Pointing records for named objects:
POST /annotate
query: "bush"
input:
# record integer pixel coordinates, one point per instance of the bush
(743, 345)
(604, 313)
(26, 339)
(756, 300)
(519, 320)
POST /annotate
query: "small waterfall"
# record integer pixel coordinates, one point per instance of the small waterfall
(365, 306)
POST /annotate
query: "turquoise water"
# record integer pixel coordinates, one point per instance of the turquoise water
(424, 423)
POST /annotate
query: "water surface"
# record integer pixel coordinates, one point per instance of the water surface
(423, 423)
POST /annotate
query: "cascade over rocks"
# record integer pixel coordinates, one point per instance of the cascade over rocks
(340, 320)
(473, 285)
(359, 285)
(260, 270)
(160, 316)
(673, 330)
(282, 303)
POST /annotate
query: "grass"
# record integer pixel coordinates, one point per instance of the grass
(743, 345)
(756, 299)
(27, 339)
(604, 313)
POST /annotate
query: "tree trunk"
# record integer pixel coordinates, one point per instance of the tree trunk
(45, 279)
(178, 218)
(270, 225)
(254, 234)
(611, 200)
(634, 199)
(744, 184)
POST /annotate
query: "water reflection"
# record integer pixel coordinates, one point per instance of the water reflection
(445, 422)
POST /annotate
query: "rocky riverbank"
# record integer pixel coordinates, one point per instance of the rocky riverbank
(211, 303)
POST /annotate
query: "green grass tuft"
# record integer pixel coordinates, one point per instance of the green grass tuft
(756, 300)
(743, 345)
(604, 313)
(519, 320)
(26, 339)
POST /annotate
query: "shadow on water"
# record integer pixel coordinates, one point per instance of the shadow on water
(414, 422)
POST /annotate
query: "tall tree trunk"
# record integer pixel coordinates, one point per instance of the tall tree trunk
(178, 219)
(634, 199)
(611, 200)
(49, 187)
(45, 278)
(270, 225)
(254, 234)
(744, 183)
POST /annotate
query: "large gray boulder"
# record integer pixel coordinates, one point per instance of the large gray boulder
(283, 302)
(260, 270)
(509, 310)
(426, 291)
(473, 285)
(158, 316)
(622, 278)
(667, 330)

- _TO DO_
Report each line of the items above that contains the string "surface", and reproduce every such line in full.

- _WORKED ANSWER_
query: "water surface"
# record integer pixel coordinates, one point per instance of the water surface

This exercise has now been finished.